EXERCISE AIM>
From the line with "Mark the innermost point of each instance of the white wall" to the last line of the data below, repeat every line exactly and add nothing.

GIVEN RECORDS>
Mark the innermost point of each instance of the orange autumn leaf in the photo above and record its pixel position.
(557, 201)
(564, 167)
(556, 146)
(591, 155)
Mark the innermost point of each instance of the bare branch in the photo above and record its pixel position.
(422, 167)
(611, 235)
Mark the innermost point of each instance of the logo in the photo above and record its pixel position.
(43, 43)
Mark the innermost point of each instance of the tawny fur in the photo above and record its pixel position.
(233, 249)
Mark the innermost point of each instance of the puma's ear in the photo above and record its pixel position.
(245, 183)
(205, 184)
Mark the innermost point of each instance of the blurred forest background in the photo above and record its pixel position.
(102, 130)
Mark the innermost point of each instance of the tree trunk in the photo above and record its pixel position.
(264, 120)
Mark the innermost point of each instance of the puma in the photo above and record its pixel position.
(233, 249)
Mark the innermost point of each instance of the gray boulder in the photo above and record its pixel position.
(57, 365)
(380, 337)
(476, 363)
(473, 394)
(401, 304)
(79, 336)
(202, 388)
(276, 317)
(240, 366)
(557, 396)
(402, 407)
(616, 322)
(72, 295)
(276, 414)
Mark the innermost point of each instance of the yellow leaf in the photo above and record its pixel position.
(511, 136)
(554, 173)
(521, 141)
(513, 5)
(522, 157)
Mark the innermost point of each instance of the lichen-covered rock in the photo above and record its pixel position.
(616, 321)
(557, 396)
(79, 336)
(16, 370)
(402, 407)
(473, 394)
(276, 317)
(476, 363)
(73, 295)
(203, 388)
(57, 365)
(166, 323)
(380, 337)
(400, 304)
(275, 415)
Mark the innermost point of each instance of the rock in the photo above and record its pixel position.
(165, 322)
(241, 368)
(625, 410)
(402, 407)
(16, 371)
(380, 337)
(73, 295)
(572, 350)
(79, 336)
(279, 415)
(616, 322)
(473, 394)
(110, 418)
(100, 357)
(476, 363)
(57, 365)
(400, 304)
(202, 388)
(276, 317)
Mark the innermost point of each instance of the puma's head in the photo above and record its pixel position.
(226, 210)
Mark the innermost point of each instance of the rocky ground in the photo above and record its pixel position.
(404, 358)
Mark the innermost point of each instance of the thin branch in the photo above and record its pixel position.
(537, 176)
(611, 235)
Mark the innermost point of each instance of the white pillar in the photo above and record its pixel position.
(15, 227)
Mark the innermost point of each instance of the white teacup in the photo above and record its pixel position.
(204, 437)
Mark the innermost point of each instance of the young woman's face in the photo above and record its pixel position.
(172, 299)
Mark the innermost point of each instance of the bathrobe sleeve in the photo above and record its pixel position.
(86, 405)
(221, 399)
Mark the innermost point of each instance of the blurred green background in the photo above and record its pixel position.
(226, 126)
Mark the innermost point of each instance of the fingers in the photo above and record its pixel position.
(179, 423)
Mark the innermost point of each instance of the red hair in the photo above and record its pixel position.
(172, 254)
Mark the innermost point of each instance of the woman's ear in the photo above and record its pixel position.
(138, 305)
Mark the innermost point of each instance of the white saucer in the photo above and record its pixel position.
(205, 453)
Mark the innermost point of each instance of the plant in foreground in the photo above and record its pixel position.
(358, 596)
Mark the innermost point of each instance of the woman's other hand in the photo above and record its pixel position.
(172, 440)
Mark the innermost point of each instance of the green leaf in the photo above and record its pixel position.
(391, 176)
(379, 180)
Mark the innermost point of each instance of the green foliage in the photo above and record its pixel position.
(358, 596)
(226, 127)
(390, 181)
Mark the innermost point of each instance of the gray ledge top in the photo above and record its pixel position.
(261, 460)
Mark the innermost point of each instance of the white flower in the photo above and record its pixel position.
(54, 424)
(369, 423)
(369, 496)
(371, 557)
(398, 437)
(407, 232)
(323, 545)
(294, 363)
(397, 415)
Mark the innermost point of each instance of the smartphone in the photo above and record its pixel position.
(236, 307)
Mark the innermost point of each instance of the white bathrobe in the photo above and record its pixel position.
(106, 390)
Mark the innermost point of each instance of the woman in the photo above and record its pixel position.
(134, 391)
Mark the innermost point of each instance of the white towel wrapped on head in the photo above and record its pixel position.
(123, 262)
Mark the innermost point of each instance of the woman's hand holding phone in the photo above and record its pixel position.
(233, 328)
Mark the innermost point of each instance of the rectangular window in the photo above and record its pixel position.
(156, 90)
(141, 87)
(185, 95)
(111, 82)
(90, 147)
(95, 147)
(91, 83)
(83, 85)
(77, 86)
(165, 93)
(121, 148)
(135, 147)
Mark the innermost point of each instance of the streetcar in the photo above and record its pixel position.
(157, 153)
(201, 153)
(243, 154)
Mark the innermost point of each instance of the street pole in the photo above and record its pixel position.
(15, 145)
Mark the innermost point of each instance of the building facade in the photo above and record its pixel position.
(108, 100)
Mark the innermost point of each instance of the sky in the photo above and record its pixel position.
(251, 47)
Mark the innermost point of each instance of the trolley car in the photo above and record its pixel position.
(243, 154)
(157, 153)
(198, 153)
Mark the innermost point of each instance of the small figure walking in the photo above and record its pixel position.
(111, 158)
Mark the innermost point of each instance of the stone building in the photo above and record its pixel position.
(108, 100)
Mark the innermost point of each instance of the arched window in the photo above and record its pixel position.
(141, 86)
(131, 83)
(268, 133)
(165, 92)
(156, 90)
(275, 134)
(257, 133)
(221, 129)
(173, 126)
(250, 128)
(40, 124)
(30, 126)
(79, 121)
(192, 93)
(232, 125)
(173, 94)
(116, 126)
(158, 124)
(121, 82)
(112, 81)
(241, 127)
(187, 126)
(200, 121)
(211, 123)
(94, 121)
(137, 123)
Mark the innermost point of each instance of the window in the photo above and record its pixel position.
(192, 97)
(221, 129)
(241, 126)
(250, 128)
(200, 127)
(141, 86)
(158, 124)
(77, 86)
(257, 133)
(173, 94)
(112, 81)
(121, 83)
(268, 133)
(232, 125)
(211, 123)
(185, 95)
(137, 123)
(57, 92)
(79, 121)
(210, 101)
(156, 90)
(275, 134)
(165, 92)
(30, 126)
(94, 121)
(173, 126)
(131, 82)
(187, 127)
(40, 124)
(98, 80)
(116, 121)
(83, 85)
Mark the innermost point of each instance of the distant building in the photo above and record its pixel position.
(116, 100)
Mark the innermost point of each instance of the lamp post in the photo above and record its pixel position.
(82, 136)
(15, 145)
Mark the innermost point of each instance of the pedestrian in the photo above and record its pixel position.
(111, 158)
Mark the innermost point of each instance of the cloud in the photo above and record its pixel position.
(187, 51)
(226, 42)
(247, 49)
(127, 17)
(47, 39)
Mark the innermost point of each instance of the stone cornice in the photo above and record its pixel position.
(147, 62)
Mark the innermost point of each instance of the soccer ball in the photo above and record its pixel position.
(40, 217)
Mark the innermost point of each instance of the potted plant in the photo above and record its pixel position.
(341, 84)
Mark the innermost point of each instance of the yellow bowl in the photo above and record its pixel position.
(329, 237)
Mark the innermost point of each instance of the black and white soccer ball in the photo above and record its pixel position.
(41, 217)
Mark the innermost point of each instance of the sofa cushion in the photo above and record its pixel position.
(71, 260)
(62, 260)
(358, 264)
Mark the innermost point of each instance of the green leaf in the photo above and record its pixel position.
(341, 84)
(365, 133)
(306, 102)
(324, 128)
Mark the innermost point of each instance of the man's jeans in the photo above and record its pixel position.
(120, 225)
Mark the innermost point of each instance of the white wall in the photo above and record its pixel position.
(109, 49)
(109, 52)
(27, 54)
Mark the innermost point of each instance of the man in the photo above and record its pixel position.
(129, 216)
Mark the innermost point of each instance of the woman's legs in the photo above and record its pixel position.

EXERCISE ANSWER>
Mark the innermost point of each instance of the white wall in the photo above and record its pixel position.
(109, 49)
(109, 52)
(27, 54)
Mark the innermost point of each instance of the man in the photo above and record its pixel position.
(129, 216)
Mark the innermost point of each instance of the woman's legs in the photo above and record its pixel position.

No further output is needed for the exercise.